Exercise:
Each record is to be given again without alteration.

Extracted information:
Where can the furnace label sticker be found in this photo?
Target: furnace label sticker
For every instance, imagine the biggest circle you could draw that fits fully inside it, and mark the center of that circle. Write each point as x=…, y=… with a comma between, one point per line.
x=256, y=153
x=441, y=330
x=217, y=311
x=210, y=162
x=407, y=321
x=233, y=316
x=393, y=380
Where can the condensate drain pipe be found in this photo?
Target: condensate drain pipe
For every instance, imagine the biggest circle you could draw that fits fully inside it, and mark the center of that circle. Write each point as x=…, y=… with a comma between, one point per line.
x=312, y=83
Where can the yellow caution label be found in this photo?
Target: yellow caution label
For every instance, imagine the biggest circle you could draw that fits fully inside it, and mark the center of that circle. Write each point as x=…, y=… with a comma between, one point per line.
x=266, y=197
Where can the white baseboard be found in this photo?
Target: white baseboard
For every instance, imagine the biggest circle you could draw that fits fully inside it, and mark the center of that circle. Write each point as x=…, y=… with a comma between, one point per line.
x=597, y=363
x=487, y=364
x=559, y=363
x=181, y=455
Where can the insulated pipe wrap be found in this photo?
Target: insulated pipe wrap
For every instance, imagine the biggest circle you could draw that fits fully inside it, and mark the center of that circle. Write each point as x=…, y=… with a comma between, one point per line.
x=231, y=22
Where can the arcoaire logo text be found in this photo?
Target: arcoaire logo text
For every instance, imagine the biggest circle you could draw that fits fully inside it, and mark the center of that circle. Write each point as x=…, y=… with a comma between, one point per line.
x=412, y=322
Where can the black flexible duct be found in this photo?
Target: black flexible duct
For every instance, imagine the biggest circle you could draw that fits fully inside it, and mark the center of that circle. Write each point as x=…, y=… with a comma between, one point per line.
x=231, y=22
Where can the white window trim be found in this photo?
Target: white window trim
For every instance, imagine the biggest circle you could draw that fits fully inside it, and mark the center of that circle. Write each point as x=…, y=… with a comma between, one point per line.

Solution to the exercise:
Where can the furnace label sticker be found in this photo?
Target: furnace label sticker
For every instance, imagine the biggest circle you could draw that fits fully inside it, and mark the center of that circle. Write each point as x=…, y=… with a comma between, one point per line.
x=256, y=153
x=441, y=330
x=217, y=311
x=210, y=162
x=407, y=321
x=233, y=316
x=393, y=380
Where can the condensate drain pipe be found in this photo?
Target: condensate drain pipe
For every instance, imagine the biggest circle you could draw that fits fully inside it, and mark the center of that circle. Write each point as x=…, y=… with a comma between, one point per line.
x=312, y=83
Where can the yellow caution label be found in this photo?
Target: yellow caution label
For every instance, imagine the biggest circle you could draw that fits fully inside it, and mark the center of that circle. Write each point as x=…, y=… with a comma between, one point per line.
x=266, y=197
Where can the white baseboard be found in this photo?
Target: white baseboard
For every instance, imagine the biggest circle you could draw that fits fully inside it, and mark the center of that circle. Write each point as x=…, y=… with a comma between, one point per line.
x=597, y=363
x=487, y=364
x=559, y=363
x=181, y=455
Where can the insulated pipe wrap be found in this photo?
Target: insulated pipe wrap
For every instance, imagine the biggest circle you could draw that fits fully inside it, and mark the center of that circle. Write each point as x=…, y=… with a comma between, one point per line.
x=231, y=22
Where can the arcoaire logo text be found in this photo?
Target: arcoaire logo text
For every instance, imagine the biggest circle you could draw that fits fully inside it, and mark the center of that circle. Write each point as x=…, y=… with a comma between, one point per line.
x=412, y=322
Where can the black flexible duct be found in this photo?
Target: black flexible duct
For every instance, imagine the biggest circle you could draw that fits fully inside it, and mark the center of that circle. Write each point as x=…, y=… with a comma between, one point per line.
x=231, y=22
Where can the white window trim be found in this photo?
Target: white window trim
For every instance, imagine the biggest circle you could draw that fits fully inside it, and mark the center of that circle. Write each point as x=…, y=… with a comma between, one point per line.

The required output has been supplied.